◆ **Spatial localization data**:
# # # # # # #

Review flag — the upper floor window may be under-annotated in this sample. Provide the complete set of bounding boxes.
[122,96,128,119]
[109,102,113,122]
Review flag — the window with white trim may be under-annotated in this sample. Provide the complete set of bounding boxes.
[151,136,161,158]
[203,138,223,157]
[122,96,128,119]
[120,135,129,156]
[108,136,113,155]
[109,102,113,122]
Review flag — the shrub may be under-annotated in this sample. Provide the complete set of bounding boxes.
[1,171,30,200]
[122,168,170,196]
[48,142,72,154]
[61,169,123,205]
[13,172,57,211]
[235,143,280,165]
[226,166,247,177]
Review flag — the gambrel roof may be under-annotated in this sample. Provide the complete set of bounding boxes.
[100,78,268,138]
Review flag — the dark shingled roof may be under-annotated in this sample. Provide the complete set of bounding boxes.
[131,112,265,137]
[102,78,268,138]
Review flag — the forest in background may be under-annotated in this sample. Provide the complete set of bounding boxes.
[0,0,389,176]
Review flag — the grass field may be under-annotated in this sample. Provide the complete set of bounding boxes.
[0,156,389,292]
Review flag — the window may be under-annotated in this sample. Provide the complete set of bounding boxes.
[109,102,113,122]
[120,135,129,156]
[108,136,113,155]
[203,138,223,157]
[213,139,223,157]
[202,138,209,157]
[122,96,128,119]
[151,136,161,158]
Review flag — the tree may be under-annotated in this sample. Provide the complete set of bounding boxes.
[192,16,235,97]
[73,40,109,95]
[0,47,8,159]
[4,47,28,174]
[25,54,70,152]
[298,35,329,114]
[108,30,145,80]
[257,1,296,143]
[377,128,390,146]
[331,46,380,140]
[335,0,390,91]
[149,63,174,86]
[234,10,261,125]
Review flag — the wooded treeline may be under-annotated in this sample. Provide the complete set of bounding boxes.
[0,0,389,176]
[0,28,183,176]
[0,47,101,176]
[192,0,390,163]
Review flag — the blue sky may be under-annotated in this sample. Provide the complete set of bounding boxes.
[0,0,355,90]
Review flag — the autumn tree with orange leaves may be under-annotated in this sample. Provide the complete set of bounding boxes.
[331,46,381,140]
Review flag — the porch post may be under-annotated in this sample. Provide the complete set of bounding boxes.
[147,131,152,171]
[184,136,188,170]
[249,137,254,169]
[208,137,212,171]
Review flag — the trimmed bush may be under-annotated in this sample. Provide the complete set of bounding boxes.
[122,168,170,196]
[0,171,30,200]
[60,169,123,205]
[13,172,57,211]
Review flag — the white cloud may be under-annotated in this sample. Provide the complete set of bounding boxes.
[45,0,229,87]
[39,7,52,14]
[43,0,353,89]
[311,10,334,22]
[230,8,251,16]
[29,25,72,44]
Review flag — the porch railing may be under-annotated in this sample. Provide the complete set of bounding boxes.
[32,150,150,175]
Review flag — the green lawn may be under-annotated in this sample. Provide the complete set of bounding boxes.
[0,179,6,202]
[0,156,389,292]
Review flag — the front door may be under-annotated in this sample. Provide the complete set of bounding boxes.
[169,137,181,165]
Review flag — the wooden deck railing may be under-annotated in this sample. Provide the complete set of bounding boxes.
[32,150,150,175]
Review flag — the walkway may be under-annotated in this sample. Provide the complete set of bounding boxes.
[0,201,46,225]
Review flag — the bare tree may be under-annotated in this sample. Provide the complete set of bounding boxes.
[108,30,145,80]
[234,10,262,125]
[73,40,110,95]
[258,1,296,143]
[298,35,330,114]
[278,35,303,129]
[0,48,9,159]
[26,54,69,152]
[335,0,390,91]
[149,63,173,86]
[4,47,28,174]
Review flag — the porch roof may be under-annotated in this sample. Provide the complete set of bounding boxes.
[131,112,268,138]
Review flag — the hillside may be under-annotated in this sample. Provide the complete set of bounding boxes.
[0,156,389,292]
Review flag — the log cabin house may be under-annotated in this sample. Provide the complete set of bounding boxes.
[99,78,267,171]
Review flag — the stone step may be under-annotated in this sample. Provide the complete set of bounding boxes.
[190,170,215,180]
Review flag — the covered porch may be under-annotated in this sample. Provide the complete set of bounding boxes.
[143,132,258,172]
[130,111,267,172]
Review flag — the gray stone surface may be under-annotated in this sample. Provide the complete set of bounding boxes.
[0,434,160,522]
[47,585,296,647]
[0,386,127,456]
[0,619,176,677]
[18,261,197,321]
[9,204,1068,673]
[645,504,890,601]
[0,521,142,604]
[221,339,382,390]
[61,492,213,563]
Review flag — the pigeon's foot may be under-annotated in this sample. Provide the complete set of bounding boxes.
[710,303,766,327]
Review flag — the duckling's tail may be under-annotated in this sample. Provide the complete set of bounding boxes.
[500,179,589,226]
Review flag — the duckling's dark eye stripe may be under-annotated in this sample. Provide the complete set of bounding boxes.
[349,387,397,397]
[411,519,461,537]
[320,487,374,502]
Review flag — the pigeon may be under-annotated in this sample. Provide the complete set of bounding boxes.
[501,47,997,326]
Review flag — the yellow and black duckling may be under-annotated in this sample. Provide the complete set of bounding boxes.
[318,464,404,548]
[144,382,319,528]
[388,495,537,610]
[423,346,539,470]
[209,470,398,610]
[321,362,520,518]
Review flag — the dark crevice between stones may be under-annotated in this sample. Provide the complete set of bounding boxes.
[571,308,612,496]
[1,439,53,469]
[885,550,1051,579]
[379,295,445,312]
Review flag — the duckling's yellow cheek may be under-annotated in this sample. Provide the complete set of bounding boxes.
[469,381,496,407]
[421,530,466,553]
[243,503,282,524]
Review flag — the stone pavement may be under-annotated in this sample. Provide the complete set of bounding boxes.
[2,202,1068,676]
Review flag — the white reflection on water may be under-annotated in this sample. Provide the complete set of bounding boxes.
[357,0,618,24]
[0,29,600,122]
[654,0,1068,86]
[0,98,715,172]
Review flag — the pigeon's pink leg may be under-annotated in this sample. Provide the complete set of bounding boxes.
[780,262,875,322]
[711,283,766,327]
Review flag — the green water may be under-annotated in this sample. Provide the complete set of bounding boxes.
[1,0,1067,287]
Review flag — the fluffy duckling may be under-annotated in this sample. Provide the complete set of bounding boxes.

# # # # # # #

◆ **Requirement**: When the line containing "Review flag — the stone pavement" is found in the records above, restate it and every later line word for word through the last one, and nothing more.

◆ **Answer area**:
Review flag — the stone pavement may be under-annotated in this sample. Provide the complete set of bounding boxes.
[2,202,1068,676]
Review flag — the white reflection on water may be under-annotated in this sample. Provide the complete set of bounding boxes.
[357,0,618,24]
[0,29,600,122]
[654,0,1068,86]
[0,98,715,172]
Review flag — the pigeon's pink leg may be under-annotated in this sample. Provide the complete set of bounding boxes.
[780,262,875,322]
[711,283,766,327]
Review flag — the green water may be under-annotated in this sample. Provide the complete set of bounding boxes.
[1,0,1067,287]
Review flag — the fluffy duckling may be under-annotated in this sample. Provide the complete set of bounding boxes.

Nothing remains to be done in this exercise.